***** Available records *****
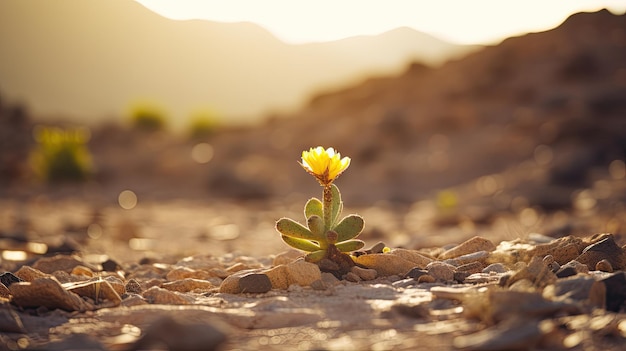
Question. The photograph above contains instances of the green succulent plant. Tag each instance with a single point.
(324, 229)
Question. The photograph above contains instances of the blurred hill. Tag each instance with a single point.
(89, 60)
(535, 120)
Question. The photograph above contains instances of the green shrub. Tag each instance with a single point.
(148, 118)
(203, 124)
(62, 155)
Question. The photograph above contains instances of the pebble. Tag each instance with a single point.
(8, 278)
(97, 290)
(64, 263)
(413, 256)
(604, 266)
(286, 257)
(160, 296)
(179, 272)
(603, 249)
(179, 335)
(385, 264)
(471, 245)
(615, 292)
(133, 286)
(364, 273)
(46, 292)
(188, 284)
(441, 271)
(352, 277)
(28, 274)
(302, 273)
(278, 277)
(255, 283)
(496, 268)
(583, 288)
(479, 256)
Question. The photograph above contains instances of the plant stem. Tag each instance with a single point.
(328, 205)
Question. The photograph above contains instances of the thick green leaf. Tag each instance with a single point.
(289, 227)
(336, 205)
(315, 256)
(350, 245)
(316, 226)
(349, 227)
(300, 244)
(313, 207)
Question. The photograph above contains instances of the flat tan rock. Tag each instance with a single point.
(385, 264)
(471, 245)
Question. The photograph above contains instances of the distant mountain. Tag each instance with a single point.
(90, 59)
(543, 115)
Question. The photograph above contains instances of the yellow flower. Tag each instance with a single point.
(325, 165)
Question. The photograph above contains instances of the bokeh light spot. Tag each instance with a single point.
(202, 153)
(543, 155)
(617, 169)
(127, 200)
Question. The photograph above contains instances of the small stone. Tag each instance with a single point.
(179, 272)
(536, 272)
(159, 296)
(472, 267)
(604, 266)
(255, 283)
(82, 270)
(615, 291)
(603, 249)
(111, 266)
(413, 256)
(364, 273)
(496, 268)
(319, 285)
(188, 284)
(419, 311)
(474, 244)
(566, 271)
(8, 278)
(10, 321)
(65, 263)
(582, 288)
(352, 277)
(377, 248)
(286, 257)
(478, 256)
(28, 274)
(441, 271)
(96, 289)
(302, 273)
(237, 267)
(548, 259)
(327, 265)
(4, 292)
(329, 279)
(385, 264)
(46, 292)
(180, 335)
(426, 278)
(133, 286)
(278, 277)
(416, 272)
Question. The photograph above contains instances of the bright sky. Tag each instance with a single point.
(459, 21)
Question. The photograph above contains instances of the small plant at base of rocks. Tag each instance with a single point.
(326, 235)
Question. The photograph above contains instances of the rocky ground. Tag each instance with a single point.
(191, 276)
(496, 182)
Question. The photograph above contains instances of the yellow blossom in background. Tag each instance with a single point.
(325, 165)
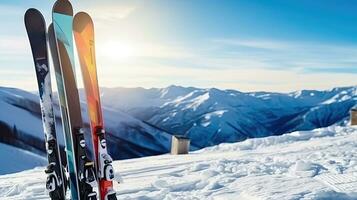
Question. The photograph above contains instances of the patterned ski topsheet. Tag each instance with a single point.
(36, 29)
(62, 23)
(65, 122)
(83, 30)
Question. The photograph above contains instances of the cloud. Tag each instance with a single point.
(13, 47)
(111, 13)
(7, 10)
(285, 55)
(253, 43)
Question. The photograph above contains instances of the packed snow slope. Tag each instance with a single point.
(318, 164)
(21, 127)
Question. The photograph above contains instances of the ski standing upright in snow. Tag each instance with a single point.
(36, 30)
(84, 36)
(81, 169)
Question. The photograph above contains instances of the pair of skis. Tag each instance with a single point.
(83, 173)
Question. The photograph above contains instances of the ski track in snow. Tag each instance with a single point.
(318, 164)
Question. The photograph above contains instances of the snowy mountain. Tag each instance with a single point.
(212, 116)
(306, 165)
(21, 127)
(139, 121)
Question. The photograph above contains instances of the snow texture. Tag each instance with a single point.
(318, 164)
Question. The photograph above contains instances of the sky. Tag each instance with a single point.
(247, 45)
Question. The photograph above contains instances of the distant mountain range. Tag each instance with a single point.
(212, 116)
(140, 121)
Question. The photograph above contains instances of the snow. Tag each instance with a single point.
(318, 164)
(14, 160)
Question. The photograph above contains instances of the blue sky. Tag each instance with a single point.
(248, 45)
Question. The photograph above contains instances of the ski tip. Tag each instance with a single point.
*****
▶ _Problem to work on_
Your copy of the data should match it exactly, except that pictures are left out.

▶ _Solution for this problem_
Question. The photograph above contains instances of the green succulent plant. Tag each instance with a single point.
(324, 229)
Question. The photograph above contains instances of the blurred hill. Tag each instance with a single point.
(89, 60)
(535, 120)
Question. The photograph above contains instances of the green shrub. Tag each instance with a single point.
(148, 118)
(203, 124)
(62, 155)
Question. The photograph above contains instances of the pebble. Tag each instance with a single point.
(8, 278)
(97, 290)
(64, 263)
(413, 256)
(604, 266)
(286, 257)
(160, 296)
(179, 272)
(603, 249)
(179, 335)
(385, 264)
(471, 245)
(615, 292)
(133, 286)
(364, 273)
(46, 292)
(188, 284)
(441, 271)
(352, 277)
(28, 274)
(302, 273)
(278, 277)
(255, 283)
(496, 268)
(583, 288)
(479, 256)
Question. The photograph above contains instances of the plant stem. Tag each instance with a single point.
(328, 205)
Question. The photograph above contains instances of the thick green leaf. Tag each instance with a single point.
(289, 227)
(336, 205)
(315, 256)
(350, 245)
(316, 226)
(349, 227)
(300, 244)
(313, 207)
Question. The photograph above contains instances of the flat tan rock. Tag each instance with a single point.
(385, 264)
(471, 245)
Question. The photograph above contains instances of the distant mountain. Tag each instance with a single point.
(90, 59)
(543, 115)
Question. The photograph above contains instances of the yellow flower. Tag each instance with a single point.
(325, 165)
Question. The photograph above contains instances of the bokeh light spot. Tag each instance with a single point.
(202, 153)
(543, 155)
(617, 169)
(127, 200)
Question. The photograph above contains instances of the small stone. Tag each instance with a single point.
(179, 272)
(536, 272)
(159, 296)
(472, 267)
(604, 266)
(255, 283)
(82, 270)
(615, 291)
(603, 249)
(111, 266)
(413, 256)
(364, 273)
(496, 268)
(319, 285)
(188, 284)
(419, 311)
(474, 244)
(566, 271)
(8, 278)
(10, 321)
(65, 263)
(582, 288)
(352, 277)
(377, 248)
(286, 257)
(478, 256)
(28, 274)
(441, 271)
(96, 289)
(302, 273)
(237, 267)
(548, 259)
(327, 265)
(4, 292)
(329, 279)
(385, 264)
(46, 292)
(180, 335)
(426, 278)
(133, 286)
(278, 277)
(416, 272)
Question. The photograph above contains instances of the bright sky. Tag each instance with a single point.
(459, 21)
Question. The photograph above contains instances of the small plant at base of rocks. Tag each instance with a single point.
(326, 235)
Question. The photograph above contains instances of the rocky ground. Tag each instance with a single point.
(191, 276)
(496, 182)
Question. The photograph above contains instances of the yellow blossom in background. Tag each instance with a single point.
(325, 165)
Question. The photograph above contains instances of the patterned ski topsheet. Tag each instance with a single point.
(36, 29)
(62, 23)
(65, 122)
(83, 30)
Question. The photograph above contains instances of the cloud. Tag each instance with a single point.
(13, 47)
(111, 13)
(7, 10)
(285, 55)
(253, 43)
Question. The photograph above contains instances of the packed snow slope. Tag each instance with a single point.
(318, 164)
(21, 127)
Question. The photograph above contains instances of the ski standing upright in snow. Tag each instance with a single point.
(36, 30)
(84, 36)
(81, 169)
Question. The photograph above contains instances of the pair of skis. Tag each instance with a single point.
(83, 173)
Question. The photograph above contains instances of the ski track in snow. Tag each instance with a single point.
(318, 164)
Question. The photograph above contains instances of the snowy mountain. Tag each instance with a single point.
(212, 116)
(306, 165)
(21, 127)
(139, 121)
Question. The photograph above contains instances of the snow texture. Tag each instance with a single point.
(318, 164)
Question. The photograph above contains instances of the sky. Tag each instance with a single point.
(247, 45)
Question. The photograph above contains instances of the distant mountain range. Tag each instance with a single point.
(212, 116)
(140, 121)
Question. The photograph above contains instances of the snow. Tag each instance with a single point.
(318, 164)
(14, 160)
Question. The photograph above contains instances of the blue sky. Tag each instance with a single point.
(248, 45)
Question. The photograph above contains instances of the ski tip. Tag each instance with a single point.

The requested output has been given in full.